[Materials provided — start]

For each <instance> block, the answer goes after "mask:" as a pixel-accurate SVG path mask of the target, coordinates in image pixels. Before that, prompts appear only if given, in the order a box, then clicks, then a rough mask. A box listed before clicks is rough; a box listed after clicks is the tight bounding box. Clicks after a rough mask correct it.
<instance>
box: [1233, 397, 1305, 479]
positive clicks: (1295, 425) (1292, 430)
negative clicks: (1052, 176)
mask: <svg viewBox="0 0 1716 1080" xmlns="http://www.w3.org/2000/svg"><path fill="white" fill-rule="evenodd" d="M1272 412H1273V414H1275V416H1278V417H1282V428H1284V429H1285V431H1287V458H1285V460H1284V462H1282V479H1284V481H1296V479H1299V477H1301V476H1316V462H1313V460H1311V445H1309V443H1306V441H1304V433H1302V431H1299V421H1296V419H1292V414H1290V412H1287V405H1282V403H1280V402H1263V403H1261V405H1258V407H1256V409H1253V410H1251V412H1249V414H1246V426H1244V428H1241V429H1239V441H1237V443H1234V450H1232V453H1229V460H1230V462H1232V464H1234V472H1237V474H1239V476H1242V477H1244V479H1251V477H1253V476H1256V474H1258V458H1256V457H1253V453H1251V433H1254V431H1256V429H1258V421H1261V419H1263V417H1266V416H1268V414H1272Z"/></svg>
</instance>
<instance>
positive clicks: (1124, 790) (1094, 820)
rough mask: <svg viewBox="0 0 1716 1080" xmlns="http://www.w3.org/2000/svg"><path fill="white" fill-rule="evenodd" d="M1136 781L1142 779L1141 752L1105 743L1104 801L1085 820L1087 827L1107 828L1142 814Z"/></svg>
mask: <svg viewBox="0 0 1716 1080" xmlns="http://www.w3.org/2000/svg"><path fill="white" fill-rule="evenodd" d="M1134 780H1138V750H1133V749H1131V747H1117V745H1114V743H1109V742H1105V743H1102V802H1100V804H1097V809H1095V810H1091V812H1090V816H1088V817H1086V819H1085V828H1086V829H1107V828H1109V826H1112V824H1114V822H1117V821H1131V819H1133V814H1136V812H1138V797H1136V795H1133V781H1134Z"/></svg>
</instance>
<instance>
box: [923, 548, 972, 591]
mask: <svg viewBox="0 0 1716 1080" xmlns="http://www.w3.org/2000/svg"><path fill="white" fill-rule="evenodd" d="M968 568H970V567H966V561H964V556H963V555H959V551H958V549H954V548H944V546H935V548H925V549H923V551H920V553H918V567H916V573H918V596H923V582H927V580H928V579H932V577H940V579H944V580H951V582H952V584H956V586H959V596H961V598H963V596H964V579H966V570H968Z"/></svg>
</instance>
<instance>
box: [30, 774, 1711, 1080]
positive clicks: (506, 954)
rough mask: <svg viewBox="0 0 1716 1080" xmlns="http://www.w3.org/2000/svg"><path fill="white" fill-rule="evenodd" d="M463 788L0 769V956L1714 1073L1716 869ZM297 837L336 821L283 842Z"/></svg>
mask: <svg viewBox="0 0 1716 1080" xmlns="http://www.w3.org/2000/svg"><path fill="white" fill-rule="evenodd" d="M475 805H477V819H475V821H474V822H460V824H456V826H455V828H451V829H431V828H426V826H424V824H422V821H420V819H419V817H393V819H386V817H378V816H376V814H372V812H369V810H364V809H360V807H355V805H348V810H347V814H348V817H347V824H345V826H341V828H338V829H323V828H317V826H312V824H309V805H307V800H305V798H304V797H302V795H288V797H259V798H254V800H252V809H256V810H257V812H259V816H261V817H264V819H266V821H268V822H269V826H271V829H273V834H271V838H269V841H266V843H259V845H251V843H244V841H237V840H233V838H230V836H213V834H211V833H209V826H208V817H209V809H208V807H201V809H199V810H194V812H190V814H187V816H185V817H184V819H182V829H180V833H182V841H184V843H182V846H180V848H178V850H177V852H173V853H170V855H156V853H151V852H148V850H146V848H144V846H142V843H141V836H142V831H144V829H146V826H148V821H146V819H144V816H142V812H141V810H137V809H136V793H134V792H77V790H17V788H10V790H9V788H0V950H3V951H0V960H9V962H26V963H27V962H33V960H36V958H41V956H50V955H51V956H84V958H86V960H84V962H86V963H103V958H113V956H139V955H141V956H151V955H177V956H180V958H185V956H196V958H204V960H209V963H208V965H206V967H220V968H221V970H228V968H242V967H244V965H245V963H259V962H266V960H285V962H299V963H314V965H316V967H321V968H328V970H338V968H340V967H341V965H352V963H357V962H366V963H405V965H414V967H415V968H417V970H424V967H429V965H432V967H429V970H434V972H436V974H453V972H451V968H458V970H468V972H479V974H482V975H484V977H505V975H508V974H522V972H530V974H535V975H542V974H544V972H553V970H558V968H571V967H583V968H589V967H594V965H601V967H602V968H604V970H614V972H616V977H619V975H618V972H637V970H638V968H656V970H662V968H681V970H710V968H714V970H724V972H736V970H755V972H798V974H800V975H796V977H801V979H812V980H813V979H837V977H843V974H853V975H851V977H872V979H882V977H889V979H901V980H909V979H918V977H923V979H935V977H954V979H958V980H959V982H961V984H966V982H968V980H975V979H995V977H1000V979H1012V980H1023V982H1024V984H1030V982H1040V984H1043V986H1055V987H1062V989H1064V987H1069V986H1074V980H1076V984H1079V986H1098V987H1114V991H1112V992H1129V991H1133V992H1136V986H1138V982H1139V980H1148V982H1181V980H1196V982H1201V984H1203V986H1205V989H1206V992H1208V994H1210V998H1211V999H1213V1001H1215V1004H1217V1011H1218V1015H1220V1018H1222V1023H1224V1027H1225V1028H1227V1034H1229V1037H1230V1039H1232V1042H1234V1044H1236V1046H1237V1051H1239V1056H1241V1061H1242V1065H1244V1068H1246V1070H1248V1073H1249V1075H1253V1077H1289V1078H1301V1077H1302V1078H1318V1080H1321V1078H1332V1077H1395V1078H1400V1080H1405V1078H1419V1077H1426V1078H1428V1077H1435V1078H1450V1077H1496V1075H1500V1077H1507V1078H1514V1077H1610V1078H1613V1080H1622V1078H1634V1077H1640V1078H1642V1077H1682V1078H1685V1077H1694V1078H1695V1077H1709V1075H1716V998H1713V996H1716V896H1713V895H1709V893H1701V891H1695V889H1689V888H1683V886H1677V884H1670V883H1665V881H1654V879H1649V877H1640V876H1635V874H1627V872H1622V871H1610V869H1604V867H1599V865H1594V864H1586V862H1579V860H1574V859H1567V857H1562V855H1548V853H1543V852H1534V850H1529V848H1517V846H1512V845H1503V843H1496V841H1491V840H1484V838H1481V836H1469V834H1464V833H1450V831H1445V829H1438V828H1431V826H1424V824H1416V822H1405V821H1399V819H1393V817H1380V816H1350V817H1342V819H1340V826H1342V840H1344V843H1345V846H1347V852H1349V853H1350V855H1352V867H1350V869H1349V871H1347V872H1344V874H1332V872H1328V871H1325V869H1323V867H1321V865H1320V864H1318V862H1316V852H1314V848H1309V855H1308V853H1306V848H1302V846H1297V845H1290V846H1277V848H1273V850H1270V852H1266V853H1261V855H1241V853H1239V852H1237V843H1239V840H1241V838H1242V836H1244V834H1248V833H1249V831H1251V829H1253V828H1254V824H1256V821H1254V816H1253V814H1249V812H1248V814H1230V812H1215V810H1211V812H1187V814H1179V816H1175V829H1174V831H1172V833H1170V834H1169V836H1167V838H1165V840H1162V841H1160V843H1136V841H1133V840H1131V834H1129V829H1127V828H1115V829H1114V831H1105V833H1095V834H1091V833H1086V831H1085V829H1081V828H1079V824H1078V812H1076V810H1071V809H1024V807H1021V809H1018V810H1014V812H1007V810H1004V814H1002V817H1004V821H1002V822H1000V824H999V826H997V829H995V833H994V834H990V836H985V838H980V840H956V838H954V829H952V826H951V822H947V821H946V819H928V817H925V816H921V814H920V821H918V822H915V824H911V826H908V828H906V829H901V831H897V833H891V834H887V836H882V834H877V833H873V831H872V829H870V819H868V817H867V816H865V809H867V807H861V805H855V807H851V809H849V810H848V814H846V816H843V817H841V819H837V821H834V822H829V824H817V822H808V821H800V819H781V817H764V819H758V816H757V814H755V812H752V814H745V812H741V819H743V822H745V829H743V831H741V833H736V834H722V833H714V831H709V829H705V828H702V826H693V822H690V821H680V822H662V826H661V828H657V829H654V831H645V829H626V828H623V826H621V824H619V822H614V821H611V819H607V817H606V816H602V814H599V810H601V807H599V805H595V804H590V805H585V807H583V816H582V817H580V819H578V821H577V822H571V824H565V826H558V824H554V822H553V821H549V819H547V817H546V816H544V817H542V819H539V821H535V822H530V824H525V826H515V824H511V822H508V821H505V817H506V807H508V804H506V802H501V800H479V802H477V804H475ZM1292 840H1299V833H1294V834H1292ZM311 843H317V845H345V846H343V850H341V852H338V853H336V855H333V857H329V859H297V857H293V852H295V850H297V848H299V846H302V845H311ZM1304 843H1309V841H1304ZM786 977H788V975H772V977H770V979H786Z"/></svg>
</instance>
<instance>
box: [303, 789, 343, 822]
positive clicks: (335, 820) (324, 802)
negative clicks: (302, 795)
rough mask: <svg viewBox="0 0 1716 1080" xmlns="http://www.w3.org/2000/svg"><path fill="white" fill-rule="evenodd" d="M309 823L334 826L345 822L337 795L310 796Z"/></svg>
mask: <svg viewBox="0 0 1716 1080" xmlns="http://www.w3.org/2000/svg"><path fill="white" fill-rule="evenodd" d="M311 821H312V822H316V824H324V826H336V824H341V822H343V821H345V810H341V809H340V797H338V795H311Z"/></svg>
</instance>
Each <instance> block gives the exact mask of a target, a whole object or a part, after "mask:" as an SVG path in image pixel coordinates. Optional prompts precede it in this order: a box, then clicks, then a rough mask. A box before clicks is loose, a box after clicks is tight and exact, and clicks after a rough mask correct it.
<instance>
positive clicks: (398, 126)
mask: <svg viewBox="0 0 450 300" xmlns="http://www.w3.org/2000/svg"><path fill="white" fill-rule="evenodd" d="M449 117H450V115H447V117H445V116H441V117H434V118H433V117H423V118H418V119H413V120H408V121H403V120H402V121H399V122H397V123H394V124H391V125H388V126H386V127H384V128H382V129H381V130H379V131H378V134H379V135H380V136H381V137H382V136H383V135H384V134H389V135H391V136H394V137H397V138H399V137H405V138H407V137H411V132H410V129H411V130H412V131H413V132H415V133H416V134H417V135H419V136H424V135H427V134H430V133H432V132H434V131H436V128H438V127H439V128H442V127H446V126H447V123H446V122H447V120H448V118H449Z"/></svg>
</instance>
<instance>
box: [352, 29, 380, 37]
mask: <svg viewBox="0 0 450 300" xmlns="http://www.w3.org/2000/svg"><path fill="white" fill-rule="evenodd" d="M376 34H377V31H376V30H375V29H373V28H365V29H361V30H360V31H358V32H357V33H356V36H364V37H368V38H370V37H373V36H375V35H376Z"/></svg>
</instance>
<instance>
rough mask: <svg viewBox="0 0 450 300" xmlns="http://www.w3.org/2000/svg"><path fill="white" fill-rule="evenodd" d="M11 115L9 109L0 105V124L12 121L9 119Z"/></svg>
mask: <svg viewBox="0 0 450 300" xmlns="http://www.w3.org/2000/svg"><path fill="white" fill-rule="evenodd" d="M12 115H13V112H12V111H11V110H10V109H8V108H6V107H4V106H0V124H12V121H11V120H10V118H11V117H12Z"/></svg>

[Materials provided — finish]

> [Problem requirements]
Copy out, from the data above, every line holding the word "pixel".

> [Your solution]
For each <instance> block, the answer goes after "mask:" as a pixel-accurate SVG path mask of the target, coordinates in image pixels. Before that, prompts appear only if given, in the order a box, then clicks, then a rough mask. A box listed before clicks is rough; a box listed after clicks is the tight bounding box. Clicks after a rough mask correct it.
Each <instance> block gives the exact mask of a target, a whole object or a part, after "mask:" as an SVG path in image pixel coordinates. Optional prompts precede it in this order: a box, then clicks, then a rough mask. A box before clicks is loose, a box after clicks is tight and exact, and clicks after a rough mask correct it.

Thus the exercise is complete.